# RECORD SET

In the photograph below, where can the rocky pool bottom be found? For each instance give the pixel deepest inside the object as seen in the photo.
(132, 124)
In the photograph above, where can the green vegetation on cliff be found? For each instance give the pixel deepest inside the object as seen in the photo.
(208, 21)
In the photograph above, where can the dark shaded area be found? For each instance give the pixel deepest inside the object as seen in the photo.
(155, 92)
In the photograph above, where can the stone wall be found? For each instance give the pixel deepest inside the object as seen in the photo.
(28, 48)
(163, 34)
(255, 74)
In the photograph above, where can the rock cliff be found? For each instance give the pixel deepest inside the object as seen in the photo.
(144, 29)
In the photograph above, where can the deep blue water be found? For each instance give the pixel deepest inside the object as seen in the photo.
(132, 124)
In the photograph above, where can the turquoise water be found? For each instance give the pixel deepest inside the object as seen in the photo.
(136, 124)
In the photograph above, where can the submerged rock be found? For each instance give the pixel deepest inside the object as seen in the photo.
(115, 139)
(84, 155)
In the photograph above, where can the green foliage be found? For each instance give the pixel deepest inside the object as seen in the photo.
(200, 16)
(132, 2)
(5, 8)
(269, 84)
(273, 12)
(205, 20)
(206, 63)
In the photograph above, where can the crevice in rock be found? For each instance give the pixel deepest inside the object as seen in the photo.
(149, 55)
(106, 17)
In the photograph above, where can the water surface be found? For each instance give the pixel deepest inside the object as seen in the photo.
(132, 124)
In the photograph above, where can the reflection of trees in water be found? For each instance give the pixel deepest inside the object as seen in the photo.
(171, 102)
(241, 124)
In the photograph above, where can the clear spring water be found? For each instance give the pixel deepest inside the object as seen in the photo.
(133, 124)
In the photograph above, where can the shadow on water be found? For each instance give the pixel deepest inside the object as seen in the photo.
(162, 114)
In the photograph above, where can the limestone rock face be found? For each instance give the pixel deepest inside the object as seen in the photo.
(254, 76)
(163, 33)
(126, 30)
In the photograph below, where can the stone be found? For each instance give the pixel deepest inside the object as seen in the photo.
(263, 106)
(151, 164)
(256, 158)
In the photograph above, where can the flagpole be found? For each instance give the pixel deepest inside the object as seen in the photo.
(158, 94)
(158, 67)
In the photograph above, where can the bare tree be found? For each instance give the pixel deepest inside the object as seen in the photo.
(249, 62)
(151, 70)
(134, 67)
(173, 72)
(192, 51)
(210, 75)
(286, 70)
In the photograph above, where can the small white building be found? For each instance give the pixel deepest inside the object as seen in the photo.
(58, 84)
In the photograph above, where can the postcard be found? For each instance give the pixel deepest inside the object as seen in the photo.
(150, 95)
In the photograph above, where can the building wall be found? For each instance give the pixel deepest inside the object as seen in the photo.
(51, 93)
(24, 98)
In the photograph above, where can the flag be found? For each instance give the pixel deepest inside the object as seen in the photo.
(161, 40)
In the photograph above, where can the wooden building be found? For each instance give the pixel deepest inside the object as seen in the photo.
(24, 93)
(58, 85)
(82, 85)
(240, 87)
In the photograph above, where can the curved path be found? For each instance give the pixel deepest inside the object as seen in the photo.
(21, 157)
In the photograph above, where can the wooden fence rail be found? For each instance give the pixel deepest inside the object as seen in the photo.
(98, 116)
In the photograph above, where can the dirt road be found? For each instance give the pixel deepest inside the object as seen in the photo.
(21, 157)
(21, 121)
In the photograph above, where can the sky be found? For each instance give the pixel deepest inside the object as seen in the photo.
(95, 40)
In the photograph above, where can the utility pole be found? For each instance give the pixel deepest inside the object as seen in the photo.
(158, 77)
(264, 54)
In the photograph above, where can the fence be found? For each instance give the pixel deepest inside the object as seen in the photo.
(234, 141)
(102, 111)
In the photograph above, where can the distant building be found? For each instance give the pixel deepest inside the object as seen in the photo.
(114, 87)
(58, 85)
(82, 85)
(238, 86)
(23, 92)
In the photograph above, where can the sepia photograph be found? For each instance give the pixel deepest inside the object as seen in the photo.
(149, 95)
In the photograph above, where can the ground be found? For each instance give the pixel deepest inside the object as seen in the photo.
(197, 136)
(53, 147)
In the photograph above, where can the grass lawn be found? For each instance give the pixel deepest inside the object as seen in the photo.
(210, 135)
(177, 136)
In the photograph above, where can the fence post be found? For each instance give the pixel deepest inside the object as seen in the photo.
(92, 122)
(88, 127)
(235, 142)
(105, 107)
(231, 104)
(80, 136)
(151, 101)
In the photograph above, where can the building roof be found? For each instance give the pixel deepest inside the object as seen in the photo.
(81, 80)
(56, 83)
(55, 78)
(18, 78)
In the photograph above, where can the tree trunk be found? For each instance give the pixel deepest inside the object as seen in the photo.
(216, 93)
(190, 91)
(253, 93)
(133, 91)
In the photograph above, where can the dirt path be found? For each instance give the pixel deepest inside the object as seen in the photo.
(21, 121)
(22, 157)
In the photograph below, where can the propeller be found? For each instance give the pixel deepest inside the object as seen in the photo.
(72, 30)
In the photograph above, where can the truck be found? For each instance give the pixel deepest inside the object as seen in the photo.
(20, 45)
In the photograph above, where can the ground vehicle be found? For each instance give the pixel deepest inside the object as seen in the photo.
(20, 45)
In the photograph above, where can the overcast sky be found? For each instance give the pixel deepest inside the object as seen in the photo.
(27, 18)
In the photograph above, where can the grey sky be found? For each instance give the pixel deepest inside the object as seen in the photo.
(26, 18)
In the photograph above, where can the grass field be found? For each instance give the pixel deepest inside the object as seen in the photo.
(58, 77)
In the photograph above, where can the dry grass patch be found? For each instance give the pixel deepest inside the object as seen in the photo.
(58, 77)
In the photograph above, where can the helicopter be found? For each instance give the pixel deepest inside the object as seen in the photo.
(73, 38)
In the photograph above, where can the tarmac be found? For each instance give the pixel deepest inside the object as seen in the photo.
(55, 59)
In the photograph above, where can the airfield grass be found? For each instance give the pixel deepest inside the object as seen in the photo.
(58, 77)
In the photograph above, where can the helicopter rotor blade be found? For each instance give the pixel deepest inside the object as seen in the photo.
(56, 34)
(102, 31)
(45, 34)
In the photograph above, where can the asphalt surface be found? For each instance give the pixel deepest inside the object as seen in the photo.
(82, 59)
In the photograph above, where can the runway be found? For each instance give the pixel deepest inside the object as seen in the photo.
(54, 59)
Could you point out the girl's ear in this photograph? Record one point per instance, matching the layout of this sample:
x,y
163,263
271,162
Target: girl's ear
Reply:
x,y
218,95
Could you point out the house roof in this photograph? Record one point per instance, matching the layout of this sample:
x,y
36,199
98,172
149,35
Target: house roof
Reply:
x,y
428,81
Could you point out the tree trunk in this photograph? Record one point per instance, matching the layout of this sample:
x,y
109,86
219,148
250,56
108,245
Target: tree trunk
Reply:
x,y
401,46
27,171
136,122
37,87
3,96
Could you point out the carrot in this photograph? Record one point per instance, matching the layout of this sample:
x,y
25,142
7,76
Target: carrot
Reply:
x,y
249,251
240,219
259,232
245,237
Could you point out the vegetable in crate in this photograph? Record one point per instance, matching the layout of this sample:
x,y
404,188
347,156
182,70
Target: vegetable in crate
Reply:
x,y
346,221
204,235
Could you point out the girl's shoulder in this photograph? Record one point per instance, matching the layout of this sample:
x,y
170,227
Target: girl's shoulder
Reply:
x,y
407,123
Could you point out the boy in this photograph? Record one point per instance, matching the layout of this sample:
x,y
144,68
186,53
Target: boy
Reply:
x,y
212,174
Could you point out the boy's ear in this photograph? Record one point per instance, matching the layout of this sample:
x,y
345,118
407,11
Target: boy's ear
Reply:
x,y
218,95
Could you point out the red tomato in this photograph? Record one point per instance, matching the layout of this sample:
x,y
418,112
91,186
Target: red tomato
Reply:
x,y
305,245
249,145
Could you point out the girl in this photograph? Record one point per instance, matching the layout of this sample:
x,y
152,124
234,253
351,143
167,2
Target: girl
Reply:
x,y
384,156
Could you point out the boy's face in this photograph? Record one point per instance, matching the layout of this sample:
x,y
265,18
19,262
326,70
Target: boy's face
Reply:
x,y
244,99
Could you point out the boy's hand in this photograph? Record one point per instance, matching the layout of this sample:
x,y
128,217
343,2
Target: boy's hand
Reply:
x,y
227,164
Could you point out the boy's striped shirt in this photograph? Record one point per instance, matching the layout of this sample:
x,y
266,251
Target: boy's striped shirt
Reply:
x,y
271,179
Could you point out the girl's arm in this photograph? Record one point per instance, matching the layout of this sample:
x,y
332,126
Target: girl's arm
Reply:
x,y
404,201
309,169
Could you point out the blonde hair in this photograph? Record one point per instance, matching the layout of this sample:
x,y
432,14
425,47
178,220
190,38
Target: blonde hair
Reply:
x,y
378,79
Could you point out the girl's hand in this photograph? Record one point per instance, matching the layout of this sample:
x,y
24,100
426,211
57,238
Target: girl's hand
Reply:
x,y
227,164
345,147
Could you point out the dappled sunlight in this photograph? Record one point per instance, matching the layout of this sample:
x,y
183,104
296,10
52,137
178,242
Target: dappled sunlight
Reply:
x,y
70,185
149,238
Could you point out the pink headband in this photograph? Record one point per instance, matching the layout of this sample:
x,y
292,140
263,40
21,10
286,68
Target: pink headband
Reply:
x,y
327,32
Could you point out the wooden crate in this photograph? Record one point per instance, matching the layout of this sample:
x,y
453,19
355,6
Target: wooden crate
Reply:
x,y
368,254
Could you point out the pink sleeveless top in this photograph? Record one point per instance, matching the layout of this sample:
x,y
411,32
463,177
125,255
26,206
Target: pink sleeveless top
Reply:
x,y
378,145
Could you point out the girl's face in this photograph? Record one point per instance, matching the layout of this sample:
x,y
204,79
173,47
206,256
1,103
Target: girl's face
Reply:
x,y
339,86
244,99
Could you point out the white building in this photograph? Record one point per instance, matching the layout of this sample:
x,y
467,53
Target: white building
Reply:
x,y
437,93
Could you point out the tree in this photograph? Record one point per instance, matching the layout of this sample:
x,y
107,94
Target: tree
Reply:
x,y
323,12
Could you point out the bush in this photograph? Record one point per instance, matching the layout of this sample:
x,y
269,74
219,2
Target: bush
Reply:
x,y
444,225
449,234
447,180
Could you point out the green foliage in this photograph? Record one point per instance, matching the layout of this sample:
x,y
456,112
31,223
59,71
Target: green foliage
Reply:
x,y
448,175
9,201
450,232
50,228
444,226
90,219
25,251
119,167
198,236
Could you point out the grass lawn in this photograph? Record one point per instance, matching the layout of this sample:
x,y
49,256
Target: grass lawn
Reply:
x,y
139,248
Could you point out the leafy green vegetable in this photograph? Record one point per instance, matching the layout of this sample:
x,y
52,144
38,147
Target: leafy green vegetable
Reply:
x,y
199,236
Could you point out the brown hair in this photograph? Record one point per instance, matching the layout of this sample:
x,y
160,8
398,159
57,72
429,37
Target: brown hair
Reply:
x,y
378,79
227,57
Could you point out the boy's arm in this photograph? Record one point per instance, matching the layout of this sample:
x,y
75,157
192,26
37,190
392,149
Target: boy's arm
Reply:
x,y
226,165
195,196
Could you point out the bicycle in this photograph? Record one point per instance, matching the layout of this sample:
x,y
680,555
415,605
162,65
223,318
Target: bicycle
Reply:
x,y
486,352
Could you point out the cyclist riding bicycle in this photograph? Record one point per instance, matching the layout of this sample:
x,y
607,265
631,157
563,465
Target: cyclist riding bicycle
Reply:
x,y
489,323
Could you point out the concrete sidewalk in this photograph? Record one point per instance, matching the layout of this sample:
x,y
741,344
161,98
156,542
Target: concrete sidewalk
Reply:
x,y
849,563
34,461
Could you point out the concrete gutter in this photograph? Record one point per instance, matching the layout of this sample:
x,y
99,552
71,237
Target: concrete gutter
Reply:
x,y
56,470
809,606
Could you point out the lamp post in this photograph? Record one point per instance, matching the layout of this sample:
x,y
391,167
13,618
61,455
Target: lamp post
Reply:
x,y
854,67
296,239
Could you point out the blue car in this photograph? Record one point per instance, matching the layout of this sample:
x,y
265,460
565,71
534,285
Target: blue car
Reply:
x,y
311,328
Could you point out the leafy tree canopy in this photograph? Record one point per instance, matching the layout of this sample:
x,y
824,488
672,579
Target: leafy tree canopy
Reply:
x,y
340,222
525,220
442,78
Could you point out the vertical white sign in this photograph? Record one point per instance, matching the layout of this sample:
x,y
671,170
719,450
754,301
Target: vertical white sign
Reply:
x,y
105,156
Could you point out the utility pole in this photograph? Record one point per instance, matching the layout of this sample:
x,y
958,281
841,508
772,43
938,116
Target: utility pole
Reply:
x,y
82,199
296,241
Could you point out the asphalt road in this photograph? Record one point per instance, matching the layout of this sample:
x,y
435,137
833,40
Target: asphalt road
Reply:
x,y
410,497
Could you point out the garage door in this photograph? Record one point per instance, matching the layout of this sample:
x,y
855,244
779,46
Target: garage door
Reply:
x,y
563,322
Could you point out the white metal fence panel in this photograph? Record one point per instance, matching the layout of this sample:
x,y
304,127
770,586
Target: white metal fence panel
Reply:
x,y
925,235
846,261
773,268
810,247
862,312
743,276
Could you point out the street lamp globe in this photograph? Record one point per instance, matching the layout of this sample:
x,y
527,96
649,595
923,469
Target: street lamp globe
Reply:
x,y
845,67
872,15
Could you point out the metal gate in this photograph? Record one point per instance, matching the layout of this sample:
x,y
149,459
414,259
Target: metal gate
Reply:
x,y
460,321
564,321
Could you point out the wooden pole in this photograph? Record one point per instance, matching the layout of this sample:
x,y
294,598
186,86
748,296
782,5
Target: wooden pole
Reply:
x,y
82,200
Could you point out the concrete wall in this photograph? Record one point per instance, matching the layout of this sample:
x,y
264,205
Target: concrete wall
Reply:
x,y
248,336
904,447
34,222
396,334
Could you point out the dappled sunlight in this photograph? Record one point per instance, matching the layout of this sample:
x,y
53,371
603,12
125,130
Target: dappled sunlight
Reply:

# GIVEN PROBLEM
Reproduce the records above exactly, starting with the line that contains "Could you point out the utility" and ending with the last line.

# THE OUTPUT
Could you point out the utility pole in this photograph? Record one point per instance, matching the layout of this sample:
x,y
958,281
841,508
772,43
938,116
Target: utility pole
Reply:
x,y
82,199
296,241
Could you point out the asphalt road in this photograph? Record one point per instance, matching the layout of this sample:
x,y
435,137
833,40
Target: asphalt road
Reply:
x,y
410,497
Could you point out the garage door in this photograph? Record one point per instance, matching the layout of this sample:
x,y
855,244
779,46
Target: garage door
Reply:
x,y
563,322
Could you point out the white metal fence panel in this photograph? Record one point per instance, matching the layout of this sample:
x,y
304,127
770,586
Target: white metal fence panel
Reply:
x,y
925,235
846,261
773,268
810,247
862,312
743,276
Could you point out the street lamp globe in this photograph? Record one point per instance, matching the layout of this sample:
x,y
527,96
649,595
923,469
Target: street lamp globe
Reply:
x,y
845,67
872,15
Could you point out the metal gate in this photograph? Record one point per instance, matching the layout of this sample:
x,y
149,459
414,259
Target: metal gate
Reply:
x,y
460,321
564,321
Could you point out the wooden pole in this photograph? Record one point per instance, matching the layout of this sample:
x,y
294,598
186,86
748,296
782,5
Target: wooden pole
Reply:
x,y
82,200
Could you point out the concrete wall in this photograph? Record one point per instance, matching the layout of this sample:
x,y
264,205
Target: concrete wall
Reply:
x,y
248,336
904,447
34,222
396,334
Could you point out the dappled sunlight in this photograph? Record one point per instance, matching the layout of this sample:
x,y
53,371
603,12
125,130
Target: dappled sunlight
Reply:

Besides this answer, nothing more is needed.